====== ENTRIES PROVIDED ======
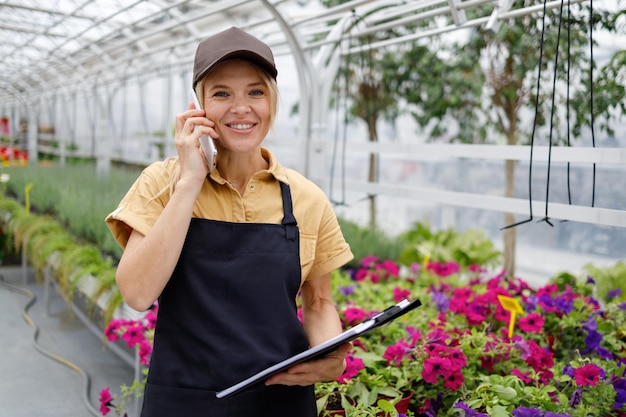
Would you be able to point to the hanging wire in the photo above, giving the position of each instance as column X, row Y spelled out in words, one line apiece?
column 567, row 109
column 554, row 77
column 369, row 106
column 532, row 136
column 342, row 94
column 592, row 120
column 567, row 99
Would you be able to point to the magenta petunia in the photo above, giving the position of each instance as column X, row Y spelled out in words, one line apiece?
column 354, row 314
column 524, row 376
column 395, row 353
column 454, row 380
column 588, row 374
column 399, row 294
column 457, row 358
column 145, row 350
column 435, row 366
column 532, row 323
column 353, row 366
column 134, row 335
column 105, row 401
column 111, row 330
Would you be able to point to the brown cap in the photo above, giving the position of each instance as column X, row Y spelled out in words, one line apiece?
column 231, row 43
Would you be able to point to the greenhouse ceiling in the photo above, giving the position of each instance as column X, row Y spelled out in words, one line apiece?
column 50, row 46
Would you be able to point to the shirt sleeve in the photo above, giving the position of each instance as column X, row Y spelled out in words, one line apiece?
column 331, row 250
column 142, row 204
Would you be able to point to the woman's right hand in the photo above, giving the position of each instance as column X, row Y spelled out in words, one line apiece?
column 190, row 125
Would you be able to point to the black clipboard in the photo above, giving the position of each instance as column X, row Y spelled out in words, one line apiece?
column 349, row 335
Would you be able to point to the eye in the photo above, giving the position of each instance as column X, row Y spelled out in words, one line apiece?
column 257, row 92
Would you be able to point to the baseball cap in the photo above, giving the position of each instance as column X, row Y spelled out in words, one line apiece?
column 231, row 43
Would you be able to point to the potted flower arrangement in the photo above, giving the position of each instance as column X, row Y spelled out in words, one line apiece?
column 464, row 353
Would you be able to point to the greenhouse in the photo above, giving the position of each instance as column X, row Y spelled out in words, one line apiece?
column 471, row 152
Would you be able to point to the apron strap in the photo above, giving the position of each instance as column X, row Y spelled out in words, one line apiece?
column 289, row 221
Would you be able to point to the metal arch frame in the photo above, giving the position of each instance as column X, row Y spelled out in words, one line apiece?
column 63, row 68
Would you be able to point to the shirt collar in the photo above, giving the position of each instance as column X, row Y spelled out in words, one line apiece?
column 275, row 170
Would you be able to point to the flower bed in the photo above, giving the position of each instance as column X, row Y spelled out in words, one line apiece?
column 463, row 352
column 456, row 355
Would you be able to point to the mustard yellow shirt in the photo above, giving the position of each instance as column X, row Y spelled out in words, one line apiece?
column 322, row 245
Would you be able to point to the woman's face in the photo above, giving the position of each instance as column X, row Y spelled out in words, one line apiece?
column 237, row 100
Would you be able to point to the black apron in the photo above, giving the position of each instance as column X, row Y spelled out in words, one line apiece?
column 227, row 312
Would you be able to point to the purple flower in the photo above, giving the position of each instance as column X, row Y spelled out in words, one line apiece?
column 566, row 305
column 614, row 293
column 592, row 340
column 590, row 324
column 527, row 412
column 576, row 397
column 441, row 301
column 604, row 353
column 349, row 290
column 468, row 411
column 620, row 392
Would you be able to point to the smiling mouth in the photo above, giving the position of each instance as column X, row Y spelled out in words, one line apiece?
column 241, row 126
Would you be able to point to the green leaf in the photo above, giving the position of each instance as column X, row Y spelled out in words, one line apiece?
column 506, row 393
column 499, row 411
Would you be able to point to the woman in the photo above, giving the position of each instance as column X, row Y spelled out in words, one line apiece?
column 228, row 253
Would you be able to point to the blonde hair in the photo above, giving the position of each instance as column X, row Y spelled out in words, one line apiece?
column 272, row 92
column 268, row 80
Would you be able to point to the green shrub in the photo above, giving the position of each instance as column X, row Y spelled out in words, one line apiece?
column 77, row 197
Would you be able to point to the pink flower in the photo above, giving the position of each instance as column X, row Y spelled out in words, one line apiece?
column 531, row 323
column 105, row 401
column 443, row 270
column 134, row 335
column 390, row 267
column 457, row 358
column 395, row 353
column 151, row 319
column 587, row 374
column 353, row 366
column 400, row 294
column 145, row 350
column 524, row 376
column 354, row 314
column 111, row 331
column 368, row 261
column 454, row 380
column 433, row 367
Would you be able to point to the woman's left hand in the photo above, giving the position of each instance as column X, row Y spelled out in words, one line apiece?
column 328, row 368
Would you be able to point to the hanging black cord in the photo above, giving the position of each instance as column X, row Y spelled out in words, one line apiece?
column 532, row 137
column 554, row 77
column 341, row 98
column 567, row 109
column 592, row 120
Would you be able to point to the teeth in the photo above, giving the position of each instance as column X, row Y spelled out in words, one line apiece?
column 241, row 126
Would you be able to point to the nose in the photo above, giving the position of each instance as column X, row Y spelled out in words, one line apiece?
column 240, row 105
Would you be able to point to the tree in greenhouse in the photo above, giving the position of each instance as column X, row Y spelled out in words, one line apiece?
column 485, row 87
column 366, row 86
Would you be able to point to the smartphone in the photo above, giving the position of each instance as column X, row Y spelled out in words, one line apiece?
column 206, row 143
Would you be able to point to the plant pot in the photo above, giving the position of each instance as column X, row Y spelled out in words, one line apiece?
column 335, row 409
column 401, row 406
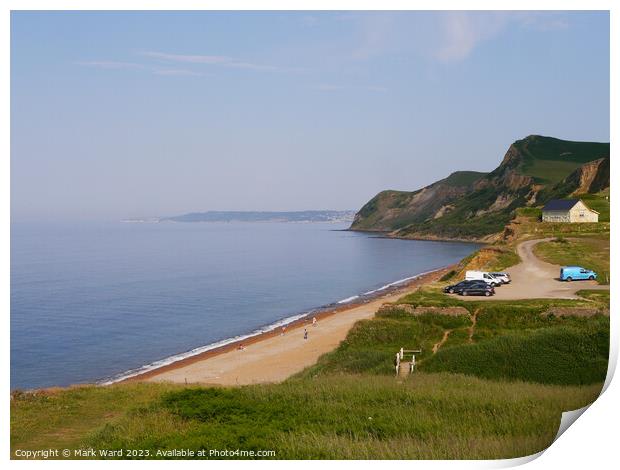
======
◆ WHAT TO WORK ON ◆
Repeat the records in full and exactly, leaving every picture out.

◆ THE ANSWER ◆
Would you be able to point to the hanging wire in the photo above, giving the position of each instance as column X, row Y spelled out in words, one line apiece?
column 567, row 109
column 554, row 77
column 369, row 106
column 532, row 136
column 342, row 94
column 592, row 120
column 567, row 99
Would you be able to point to the magenta petunia in the photo above, giving the position of each instance as column X, row Y spelled out in words, one line apiece?
column 354, row 314
column 524, row 376
column 395, row 353
column 454, row 380
column 588, row 374
column 399, row 294
column 457, row 358
column 145, row 350
column 435, row 366
column 532, row 323
column 353, row 366
column 134, row 335
column 105, row 401
column 111, row 330
Would you be able to point to the brown cap in the photo above, giving the position of each instance as column X, row Y spelled out in words, one line apiece?
column 231, row 43
Would you be able to point to the greenhouse ceiling in the photo above, giving the position of each instance as column X, row Y spelled out in words, one line apiece?
column 50, row 46
Would you be able to point to the shirt sleeve in the photo above, giving the position of each instance as column X, row Y spelled out in words, one line apiece?
column 331, row 250
column 142, row 204
Would you be able to point to the woman's right hand in the photo above, giving the position of each instance as column X, row Y spelled out in words, one line apiece?
column 190, row 125
Would you be able to point to the black clipboard in the photo above, giving the position of each instance as column X, row Y spelled out in words, one line apiece?
column 349, row 335
Would you be able to point to the eye in the photo above, giving the position of each instance as column X, row Y spelled out in words, one line apiece?
column 257, row 92
Would you be able to point to the baseball cap in the photo above, giving the position of each instance as column X, row Y spelled out in words, one line apiece?
column 231, row 43
Would you be able to point to the potted flower arrangement in the photo above, giving the position of each instance as column X, row Y spelled out in words, one line apiece?
column 464, row 353
Would you be able to point to the greenhouse in the photo above, giving the position of each instance as column X, row Y spelled out in words, one line apiece?
column 471, row 152
Would you be able to point to the apron strap in the photo above, giving the position of each instance as column X, row Y spelled out in words, one line apiece?
column 289, row 221
Would you be able to point to the metal arch frame in the photo above, giving the position of each instance as column X, row Y spelled out in words, one line apiece?
column 63, row 68
Would you be able to point to the shirt collar in the photo above, giving the position of each instance as column X, row Y spelled out in words, one line apiece?
column 275, row 170
Would you be able to point to the flower bed in the photo above, giving the position of each instance as column X, row Y spelled out in words, one line apiece?
column 463, row 352
column 456, row 355
Would you be able to point to the mustard yellow shirt in the photo above, giving the position of each instance as column X, row Y spelled out in words, one line apiece?
column 322, row 245
Would you be able to point to the woman's face in the photo above, giving the position of each instance as column X, row Y spelled out in words, one line apiece?
column 237, row 100
Would you be able to point to the black apron in the photo above, giving the position of each instance as column X, row Y spelled out in words, one line apiece?
column 227, row 312
Would you be able to point to the purple flower in the photo above, giving the position of each instance as column X, row Y spelled out in words, one line apiece?
column 566, row 305
column 614, row 293
column 592, row 340
column 590, row 324
column 527, row 412
column 576, row 397
column 441, row 301
column 604, row 353
column 349, row 290
column 468, row 411
column 620, row 392
Would you be able to point to the smiling mouth in the photo above, giving the position of each instance as column X, row Y spelled out in words, one line apiece?
column 241, row 126
Would you be able to point to the green leaf in the photo above, giving the position of each instance as column X, row Y spelled out in words, one line apiece?
column 506, row 393
column 499, row 411
Would you be able to point to the woman in the photo above, giving the position of each instance as column X, row Y spelled out in words, one line apiece?
column 228, row 253
Would you be able to point to the blonde hair in the photo above, giving the position of each instance as column X, row Y spelled out in words, one line apiece?
column 272, row 92
column 268, row 80
Would you be able to point to the green shrub in the photo above, giving the position of each instance as column X, row Y spelled out in words, one line apiece?
column 77, row 197
Would you be able to point to the pink flower in the photo above, giving the position of each instance as column X, row Y spelled out in words, one line apiece?
column 531, row 323
column 105, row 401
column 443, row 270
column 134, row 335
column 390, row 267
column 457, row 358
column 395, row 353
column 151, row 319
column 587, row 374
column 353, row 366
column 400, row 294
column 145, row 350
column 524, row 376
column 354, row 314
column 111, row 331
column 368, row 261
column 454, row 380
column 433, row 367
Would you be able to point to the woman's left hand in the photo above, giving the position of each instance as column X, row Y spelled out in words, one line apiece?
column 328, row 368
Would you be able to point to the hanging black cord in the photo above, giving the position of each instance as column X, row Y spelled out in words, one line apiece?
column 532, row 137
column 554, row 77
column 341, row 98
column 567, row 109
column 592, row 120
Would you be able to point to the teeth in the photo above, giving the position of each instance as column X, row Y spelled out in words, one line apiece?
column 241, row 126
Would you be able to point to the nose in the photo above, giving the position of each instance as column X, row Y spelled out in words, one line apiece?
column 240, row 105
Would you be able to point to the tree in greenhouse in the photo above, giving the position of each instance as column X, row Y spelled out in words, one line apiece?
column 485, row 87
column 366, row 86
Would you be able to point to the smartphone in the photo above, giving the position of each instance as column X, row Y spelled out in words, one line apiece?
column 206, row 143
Would you be able to point to the plant pot in the photo above, giving the position of each instance as column X, row Y spelled out in words, one line apiece?
column 335, row 409
column 401, row 406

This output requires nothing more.